SELECTION:
==========

# Moving to Central Portugal with no vehicle?



## GribbleGribble (Apr 6, 2012)

Hi, new here blah blah blah...

My partner and I are in the process of moving to Portugal and were wondering whether we NEED a vehicle... Neither of us drive at present and ideally neither of us would like to drive in the near future, weight on our conscience, pollution, environment etc.

Will we regret not having a vehicle once we are relocated?

How practical are solutions such as horse and cart, hiring vehicle/driver as and when required etc? 

We want to create a sustainable ecologically conscious life for ourselves and really don't know whether we want the responsibility of owning and relying on a polluting hunk of metal. Yes I know we can convert to run on biofuel or whatever but buying a vehicle then converting it would eat up so much of our already small budget.

Any advice greatly received


----------



## canoeman (Mar 3, 2011)

I would say you would regret it, once your away from cities, regional towns and larger villages then public transport is infrequent to non-existent.
I understand the life style you'd like to live, but you still reguire some form of transport, bikes ok but not totally practical, if you really don't want to drive then how about a quad, whatever you decide good luck but whatever you do get your licences in UK, passing tests here are far more complicated and expensive


----------



## travis2 (Mar 26, 2012)

I suppose the answer depends on how remote the property is that you settle in.
Our village is a couple of Kms from Ansiao. There are no shops between us and Ansiao but we do get a number of mobile traders through the day so theoretically you could get by albeit with limited choice. Walking/cycling to the supermarket is an option but in the height of summer I'd rather you than me. 
The simplest option would be a small runabout scooter - cheap to buy and economical to run. I haven't seen a donkey and trap for years in Portugal, the popular choice of the masses is the sit on tractor type vehicle which is basically an engine attached to a trailer.


----------

==========

(Bounding-box records)
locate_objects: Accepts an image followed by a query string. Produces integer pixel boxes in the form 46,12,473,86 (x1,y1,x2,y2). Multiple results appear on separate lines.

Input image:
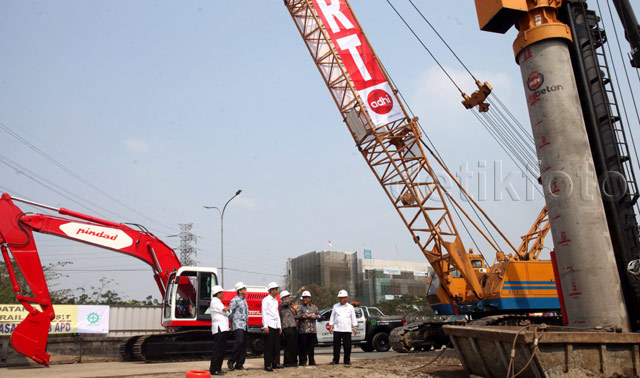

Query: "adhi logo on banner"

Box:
60,222,133,249
313,0,404,127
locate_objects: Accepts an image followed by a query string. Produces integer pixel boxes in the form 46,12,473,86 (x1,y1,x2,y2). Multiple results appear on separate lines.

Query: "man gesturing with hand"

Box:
329,290,358,365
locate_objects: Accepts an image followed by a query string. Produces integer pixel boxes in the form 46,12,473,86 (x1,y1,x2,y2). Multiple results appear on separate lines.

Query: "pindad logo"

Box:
367,89,393,114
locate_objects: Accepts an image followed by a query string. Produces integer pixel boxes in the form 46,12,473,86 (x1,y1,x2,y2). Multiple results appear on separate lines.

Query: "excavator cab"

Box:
162,267,218,328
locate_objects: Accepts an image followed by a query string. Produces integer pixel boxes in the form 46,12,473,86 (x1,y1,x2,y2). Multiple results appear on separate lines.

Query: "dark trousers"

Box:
264,327,280,367
209,328,229,374
333,331,351,364
229,329,247,367
282,327,298,366
298,333,316,365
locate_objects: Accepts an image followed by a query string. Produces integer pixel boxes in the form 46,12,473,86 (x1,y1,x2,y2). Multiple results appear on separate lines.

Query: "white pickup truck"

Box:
316,306,406,352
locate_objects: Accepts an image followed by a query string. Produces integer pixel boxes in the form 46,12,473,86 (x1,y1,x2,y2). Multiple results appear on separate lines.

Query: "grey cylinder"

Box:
517,39,629,331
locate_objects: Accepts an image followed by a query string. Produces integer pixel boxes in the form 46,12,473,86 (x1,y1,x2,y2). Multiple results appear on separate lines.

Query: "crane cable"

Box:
387,0,464,93
596,0,640,214
387,0,543,189
381,0,542,257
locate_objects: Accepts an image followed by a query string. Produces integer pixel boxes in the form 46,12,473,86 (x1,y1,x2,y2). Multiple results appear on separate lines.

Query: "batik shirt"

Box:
280,289,302,328
296,303,320,333
229,295,249,331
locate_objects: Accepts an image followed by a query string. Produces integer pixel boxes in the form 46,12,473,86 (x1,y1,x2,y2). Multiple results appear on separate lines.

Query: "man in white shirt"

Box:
329,290,358,365
262,282,282,371
209,285,229,375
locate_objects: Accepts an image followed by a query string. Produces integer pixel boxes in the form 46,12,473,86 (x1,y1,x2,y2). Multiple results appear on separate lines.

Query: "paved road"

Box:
0,348,399,378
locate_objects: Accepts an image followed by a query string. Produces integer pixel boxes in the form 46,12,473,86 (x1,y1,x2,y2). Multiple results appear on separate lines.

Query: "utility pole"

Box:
204,189,242,287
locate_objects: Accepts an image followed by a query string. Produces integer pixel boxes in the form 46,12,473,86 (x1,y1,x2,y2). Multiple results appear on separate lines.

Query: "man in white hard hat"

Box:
227,282,249,370
262,282,282,371
329,290,358,365
296,291,320,366
280,286,306,367
209,285,229,375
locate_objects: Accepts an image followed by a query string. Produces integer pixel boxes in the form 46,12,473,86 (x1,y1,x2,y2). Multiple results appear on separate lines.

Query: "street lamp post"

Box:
204,189,242,287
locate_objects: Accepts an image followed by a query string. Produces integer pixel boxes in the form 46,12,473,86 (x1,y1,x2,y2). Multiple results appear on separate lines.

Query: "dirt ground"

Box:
0,348,466,378
180,350,466,378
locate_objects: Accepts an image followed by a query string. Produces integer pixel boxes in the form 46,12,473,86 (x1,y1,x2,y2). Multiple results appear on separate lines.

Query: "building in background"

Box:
358,259,433,304
287,251,358,298
287,251,433,304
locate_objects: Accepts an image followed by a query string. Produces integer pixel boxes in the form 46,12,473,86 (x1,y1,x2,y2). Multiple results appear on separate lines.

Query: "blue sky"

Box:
0,0,637,298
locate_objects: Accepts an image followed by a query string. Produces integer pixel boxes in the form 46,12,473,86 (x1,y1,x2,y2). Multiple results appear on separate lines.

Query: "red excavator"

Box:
0,193,267,365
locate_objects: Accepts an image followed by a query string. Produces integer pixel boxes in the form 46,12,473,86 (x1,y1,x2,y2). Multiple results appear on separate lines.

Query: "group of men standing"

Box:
209,282,358,375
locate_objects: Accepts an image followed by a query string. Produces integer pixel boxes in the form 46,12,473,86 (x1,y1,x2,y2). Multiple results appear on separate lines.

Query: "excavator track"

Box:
120,336,140,361
127,330,213,362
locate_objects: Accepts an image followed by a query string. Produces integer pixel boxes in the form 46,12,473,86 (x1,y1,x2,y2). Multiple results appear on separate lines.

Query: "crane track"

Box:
389,314,562,353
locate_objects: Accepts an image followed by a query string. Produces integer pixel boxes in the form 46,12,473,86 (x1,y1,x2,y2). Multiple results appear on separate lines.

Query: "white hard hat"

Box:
211,285,224,295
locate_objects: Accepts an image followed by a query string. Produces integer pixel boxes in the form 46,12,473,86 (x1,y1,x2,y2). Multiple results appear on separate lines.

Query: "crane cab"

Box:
162,266,218,330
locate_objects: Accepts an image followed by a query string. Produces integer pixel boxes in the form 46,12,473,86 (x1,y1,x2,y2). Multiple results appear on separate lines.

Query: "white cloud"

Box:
122,138,151,153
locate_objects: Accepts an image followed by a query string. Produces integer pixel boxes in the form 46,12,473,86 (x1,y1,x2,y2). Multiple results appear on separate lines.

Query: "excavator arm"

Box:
0,193,181,365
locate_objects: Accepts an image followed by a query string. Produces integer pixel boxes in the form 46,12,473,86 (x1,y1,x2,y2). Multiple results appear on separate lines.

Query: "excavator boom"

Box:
0,193,181,365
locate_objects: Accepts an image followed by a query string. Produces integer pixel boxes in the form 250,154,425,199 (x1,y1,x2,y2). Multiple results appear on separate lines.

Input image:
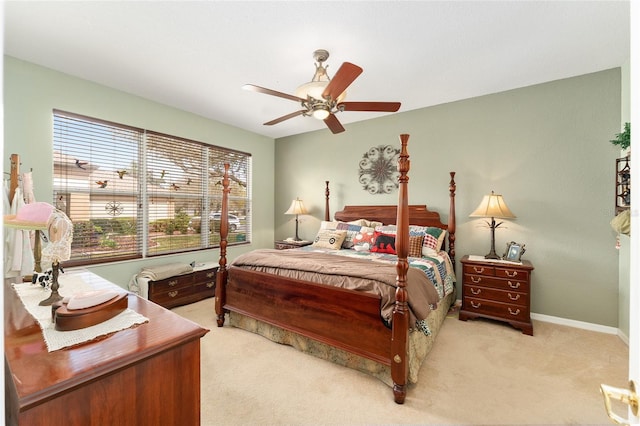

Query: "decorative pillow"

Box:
353,226,376,250
423,226,447,254
409,235,424,257
375,225,397,235
312,229,347,250
336,222,362,249
369,231,396,254
320,220,340,229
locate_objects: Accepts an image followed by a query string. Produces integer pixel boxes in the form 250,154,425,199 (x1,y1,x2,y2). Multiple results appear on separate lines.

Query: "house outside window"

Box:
53,110,251,265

==========

REQUIRED ACTIONS:
- 1) Give the forum thread again from "Hi, new here" down to "we are relocated?", replacing "vehicle" with "car".
- 2) According to the forum thread, how far is travis2's village from Ansiao?
- 3) Decide whether each statement agrees with the forum thread, and support each yes or no with the deciding words quoted from it. (a) canoeman recommends getting driving licences in the UK. (b) travis2 has recently seen a donkey and trap in Portugal. (c) GribbleGribble and the partner both drive at present.

SOLUTIONS BELOW:
- 1)
Hi, new here blah blah blah...

My partner and I are in the process of moving to Portugal and were wondering whether we NEED a car... Neither of us drive at present and ideally neither of us would like to drive in the near future, weight on our conscience, pollution, environment etc.

Will we regret not having a car once we are relocated?

- 2) A couple of kilometers.

- 3)
(a) Yes: "whatever you do get your licences in UK"
(b) No: "I haven't seen a donkey and trap for years in Portugal"
(c) No: "Neither of us drive at present"